GIVEN RECORDS:
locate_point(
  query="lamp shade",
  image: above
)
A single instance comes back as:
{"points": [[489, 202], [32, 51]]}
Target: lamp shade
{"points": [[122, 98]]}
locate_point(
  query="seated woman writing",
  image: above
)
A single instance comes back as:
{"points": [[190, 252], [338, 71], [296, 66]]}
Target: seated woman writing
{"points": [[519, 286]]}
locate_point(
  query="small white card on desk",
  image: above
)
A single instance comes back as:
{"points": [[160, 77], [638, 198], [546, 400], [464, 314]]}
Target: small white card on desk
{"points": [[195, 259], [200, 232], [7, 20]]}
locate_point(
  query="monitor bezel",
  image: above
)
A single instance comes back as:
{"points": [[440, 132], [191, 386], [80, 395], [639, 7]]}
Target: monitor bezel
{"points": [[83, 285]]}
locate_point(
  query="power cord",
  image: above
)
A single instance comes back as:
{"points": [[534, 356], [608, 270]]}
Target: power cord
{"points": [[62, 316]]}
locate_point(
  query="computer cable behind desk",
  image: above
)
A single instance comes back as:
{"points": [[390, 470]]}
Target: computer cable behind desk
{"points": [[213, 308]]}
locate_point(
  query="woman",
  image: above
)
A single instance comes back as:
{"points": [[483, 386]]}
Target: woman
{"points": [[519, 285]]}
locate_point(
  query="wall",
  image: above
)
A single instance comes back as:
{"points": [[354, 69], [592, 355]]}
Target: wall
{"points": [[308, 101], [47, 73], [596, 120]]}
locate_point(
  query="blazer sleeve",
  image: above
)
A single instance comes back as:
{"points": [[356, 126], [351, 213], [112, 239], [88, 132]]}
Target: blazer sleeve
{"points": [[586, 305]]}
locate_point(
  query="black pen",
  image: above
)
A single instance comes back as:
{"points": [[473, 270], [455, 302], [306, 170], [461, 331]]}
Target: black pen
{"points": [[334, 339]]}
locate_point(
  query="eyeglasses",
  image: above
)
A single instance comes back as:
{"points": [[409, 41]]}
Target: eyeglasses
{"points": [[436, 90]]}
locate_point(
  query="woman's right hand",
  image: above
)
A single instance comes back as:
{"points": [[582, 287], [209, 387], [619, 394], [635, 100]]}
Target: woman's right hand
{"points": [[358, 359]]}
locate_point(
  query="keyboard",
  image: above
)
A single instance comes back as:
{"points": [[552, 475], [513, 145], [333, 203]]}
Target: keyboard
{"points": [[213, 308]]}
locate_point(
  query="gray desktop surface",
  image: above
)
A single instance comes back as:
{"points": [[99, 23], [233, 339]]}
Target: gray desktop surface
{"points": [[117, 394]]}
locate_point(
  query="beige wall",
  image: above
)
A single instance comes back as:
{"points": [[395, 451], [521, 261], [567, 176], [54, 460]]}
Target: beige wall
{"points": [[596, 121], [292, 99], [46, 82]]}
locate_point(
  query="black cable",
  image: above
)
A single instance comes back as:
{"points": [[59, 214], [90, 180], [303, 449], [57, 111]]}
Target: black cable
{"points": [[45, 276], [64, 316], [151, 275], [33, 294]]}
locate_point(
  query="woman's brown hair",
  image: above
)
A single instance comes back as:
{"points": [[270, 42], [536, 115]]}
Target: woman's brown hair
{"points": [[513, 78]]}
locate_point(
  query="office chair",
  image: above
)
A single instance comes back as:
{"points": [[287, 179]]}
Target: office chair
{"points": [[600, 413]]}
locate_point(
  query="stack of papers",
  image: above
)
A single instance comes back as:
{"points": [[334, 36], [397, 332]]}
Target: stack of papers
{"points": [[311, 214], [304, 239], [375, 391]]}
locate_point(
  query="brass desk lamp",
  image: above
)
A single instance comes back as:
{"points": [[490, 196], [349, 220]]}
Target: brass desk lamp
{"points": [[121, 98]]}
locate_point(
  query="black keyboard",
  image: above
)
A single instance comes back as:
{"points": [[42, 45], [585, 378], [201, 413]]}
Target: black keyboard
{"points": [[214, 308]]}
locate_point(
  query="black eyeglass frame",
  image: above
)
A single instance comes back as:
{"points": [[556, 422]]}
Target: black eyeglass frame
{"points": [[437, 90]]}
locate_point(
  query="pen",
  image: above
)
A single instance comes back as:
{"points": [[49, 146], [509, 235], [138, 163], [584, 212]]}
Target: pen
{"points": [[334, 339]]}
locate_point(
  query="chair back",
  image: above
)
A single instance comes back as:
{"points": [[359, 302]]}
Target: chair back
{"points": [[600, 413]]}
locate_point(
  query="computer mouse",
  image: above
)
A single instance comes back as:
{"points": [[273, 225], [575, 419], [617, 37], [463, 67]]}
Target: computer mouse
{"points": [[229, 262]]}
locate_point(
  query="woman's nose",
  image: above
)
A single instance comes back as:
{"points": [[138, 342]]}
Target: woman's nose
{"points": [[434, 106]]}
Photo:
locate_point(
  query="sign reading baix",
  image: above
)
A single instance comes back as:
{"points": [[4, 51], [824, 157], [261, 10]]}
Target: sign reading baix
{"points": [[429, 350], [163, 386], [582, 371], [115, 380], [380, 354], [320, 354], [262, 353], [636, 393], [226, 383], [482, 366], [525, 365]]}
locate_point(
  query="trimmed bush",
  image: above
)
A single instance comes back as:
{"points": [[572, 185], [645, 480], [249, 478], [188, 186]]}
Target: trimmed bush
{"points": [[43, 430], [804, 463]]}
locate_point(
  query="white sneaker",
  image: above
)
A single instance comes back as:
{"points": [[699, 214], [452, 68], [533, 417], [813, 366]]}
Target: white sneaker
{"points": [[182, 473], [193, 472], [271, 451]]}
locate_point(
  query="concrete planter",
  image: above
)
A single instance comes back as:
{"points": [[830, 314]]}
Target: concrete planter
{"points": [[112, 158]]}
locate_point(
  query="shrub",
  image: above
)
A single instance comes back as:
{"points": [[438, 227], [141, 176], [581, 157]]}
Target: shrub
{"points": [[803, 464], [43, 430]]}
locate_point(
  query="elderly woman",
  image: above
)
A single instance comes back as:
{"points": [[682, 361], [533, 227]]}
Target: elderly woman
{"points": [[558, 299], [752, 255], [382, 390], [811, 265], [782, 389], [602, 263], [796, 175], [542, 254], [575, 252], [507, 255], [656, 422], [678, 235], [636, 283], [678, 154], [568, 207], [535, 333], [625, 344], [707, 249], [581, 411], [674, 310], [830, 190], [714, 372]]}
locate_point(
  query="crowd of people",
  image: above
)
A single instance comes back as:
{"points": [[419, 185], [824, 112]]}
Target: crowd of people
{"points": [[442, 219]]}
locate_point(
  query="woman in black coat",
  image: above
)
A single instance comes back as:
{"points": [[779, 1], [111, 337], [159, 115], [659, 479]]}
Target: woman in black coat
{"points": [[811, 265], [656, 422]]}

WHAT IS NEEDED:
Output the data in full, please, exactly as written.

RESPONSE TO THE TASK:
locate_point(
  query="lamp shade",
  image: above
)
A single instance comes back as:
{"points": [[489, 202], [32, 51]]}
Target: lamp shade
{"points": [[122, 98]]}
locate_point(
  query="seated woman writing",
  image: above
)
A single instance comes back as:
{"points": [[190, 252], [338, 71], [296, 66]]}
Target: seated woman writing
{"points": [[519, 286]]}
locate_point(
  query="small white card on desk",
  image: above
)
A single instance comes back as:
{"points": [[160, 77], [638, 198], [546, 400], [464, 314]]}
Target: small white card on desk
{"points": [[195, 259], [200, 232], [7, 20]]}
locate_point(
  query="monitor bezel",
  image: above
)
A single instance comes back as:
{"points": [[440, 132], [191, 386], [80, 395], [639, 7]]}
Target: monitor bezel
{"points": [[83, 285]]}
locate_point(
  query="power cord",
  image: above
)
A single instance comes back as:
{"points": [[534, 356], [608, 270]]}
Target: power cord
{"points": [[62, 316]]}
locate_point(
  query="computer cable behind desk",
  image: above
)
A single instance comes back as:
{"points": [[390, 470]]}
Target: computer cable behind desk
{"points": [[213, 308]]}
locate_point(
  query="woman",
  image: above
)
A single instance comes back as:
{"points": [[483, 386]]}
Target: woman
{"points": [[519, 285]]}
locate_point(
  query="wall",
  image: above
)
A single instance comes back as:
{"points": [[354, 69], [592, 355]]}
Target: wall
{"points": [[308, 101], [47, 73], [596, 120]]}
locate_point(
  query="blazer sleeve",
  image: above
)
A single instance comes back as:
{"points": [[356, 126], [351, 213], [112, 239], [88, 132]]}
Target: blazer sleeve
{"points": [[586, 305]]}
locate_point(
  query="black pen",
  image: above
)
A single instance comes back as:
{"points": [[473, 270], [455, 302], [306, 170], [461, 331]]}
Target: black pen
{"points": [[334, 339]]}
locate_point(
  query="eyeglasses",
  image: above
)
A single instance comes back as:
{"points": [[409, 41]]}
Target: eyeglasses
{"points": [[436, 90]]}
locate_point(
  query="woman's right hand",
  image: above
)
A single instance comes back as:
{"points": [[582, 287], [209, 387], [619, 394], [635, 100]]}
Target: woman's right hand
{"points": [[358, 359]]}
locate_point(
  query="keyboard",
  image: above
)
A single instance comes back as:
{"points": [[552, 475], [513, 145], [333, 203]]}
Target: keyboard
{"points": [[213, 308]]}
locate_point(
  query="gray desktop surface",
  image: above
)
A single instance comes back as:
{"points": [[99, 23], [233, 339]]}
Target: gray desktop surface
{"points": [[117, 394]]}
locate_point(
  query="beige wall",
  image: above
)
A single instance comes back as:
{"points": [[395, 451], [521, 261], [567, 176], [54, 460]]}
Target: beige wall
{"points": [[596, 121], [292, 99], [46, 82]]}
locate_point(
  query="black cable",
  image: above
)
A single instance comes back as:
{"points": [[59, 214], [90, 180], [303, 449], [57, 111]]}
Target: black cable
{"points": [[45, 276], [64, 316], [151, 275], [33, 294]]}
locate_point(
  query="woman's brown hair",
  image: above
)
A single instance comes back as:
{"points": [[270, 42], [536, 115]]}
Target: woman's brown hair
{"points": [[513, 78]]}
locate_point(
  query="office chair",
  image: above
)
A single instance comes back as:
{"points": [[287, 179]]}
Target: office chair
{"points": [[600, 413]]}
locate_point(
  query="stack of papers",
  image: above
)
A single instance comes back as:
{"points": [[334, 36], [397, 332]]}
Target: stack of papers
{"points": [[311, 214], [304, 239], [375, 391]]}
locate_point(
  query="brass desk lamp",
  image: above
)
A single instance comes back as:
{"points": [[490, 196], [349, 220]]}
Target: brass desk lamp
{"points": [[121, 98]]}
locate_point(
  query="black keyboard",
  image: above
)
A single instance comes back as:
{"points": [[42, 45], [585, 378], [201, 413]]}
Target: black keyboard
{"points": [[214, 308]]}
locate_point(
  query="black eyeglass frame",
  image: above
)
A single instance comes back as:
{"points": [[556, 422]]}
Target: black eyeglass frame
{"points": [[437, 90]]}
locate_point(
  query="pen",
  image: above
)
A single instance comes back as:
{"points": [[49, 146], [509, 235], [138, 163], [584, 212]]}
Target: pen
{"points": [[334, 339]]}
locate_point(
  query="chair back",
  image: above
)
A single instance comes back as:
{"points": [[359, 302]]}
Target: chair back
{"points": [[600, 413]]}
locate_point(
  query="computer mouse",
  image: above
)
A single instance comes back as:
{"points": [[273, 225], [575, 419], [617, 37], [463, 67]]}
Target: computer mouse
{"points": [[229, 262]]}
locate_point(
  query="woman's nose",
  image: above
)
A single instance comes back as:
{"points": [[138, 342]]}
Target: woman's nose
{"points": [[434, 106]]}
Photo:
locate_point(
  query="sign reading baix",
  image: above
)
A single instance comes back as:
{"points": [[4, 51], [824, 157], [261, 10]]}
Target: sign reading baix
{"points": [[429, 350], [163, 386], [582, 371], [115, 380], [380, 354], [320, 354], [262, 353], [636, 393], [226, 383], [482, 366], [525, 365]]}
locate_point(
  query="trimmed bush",
  image: above
)
A single instance comes back as:
{"points": [[572, 185], [645, 480], [249, 478], [188, 186]]}
Target: trimmed bush
{"points": [[43, 430], [804, 463]]}
locate_point(
  query="white sneaker",
  image: above
)
A single instance comes back as:
{"points": [[699, 214], [452, 68], [533, 417], [813, 366]]}
Target: white sneaker
{"points": [[182, 473], [193, 472], [271, 451]]}
locate_point(
  query="concrete planter",
  image: above
)
A single instance comes back as:
{"points": [[830, 314]]}
Target: concrete planter
{"points": [[112, 158]]}
locate_point(
  query="shrub",
  image: above
)
A single instance comes back as:
{"points": [[438, 227], [141, 176], [581, 157]]}
Target: shrub
{"points": [[803, 464], [43, 430]]}
locate_point(
  query="elderly woman",
  image: above
)
A single instance comes back as:
{"points": [[682, 361], [533, 227]]}
Target: elderly woman
{"points": [[558, 299], [752, 255], [382, 390], [811, 265], [782, 389], [602, 263], [796, 175], [542, 254], [575, 252], [507, 255], [656, 422], [678, 235], [636, 283], [678, 154], [568, 207], [535, 333], [625, 344], [707, 249], [581, 411], [674, 310], [830, 190], [714, 372]]}
locate_point(
  query="crowd of people",
  image: above
)
A single instance comes back as:
{"points": [[419, 185], [824, 112]]}
Target: crowd of people
{"points": [[442, 219]]}
locate_point(
  query="woman in black coat",
  image: above
)
A single instance comes back as:
{"points": [[779, 1], [111, 337], [159, 115], [659, 479]]}
Target: woman in black coat
{"points": [[811, 265], [656, 422]]}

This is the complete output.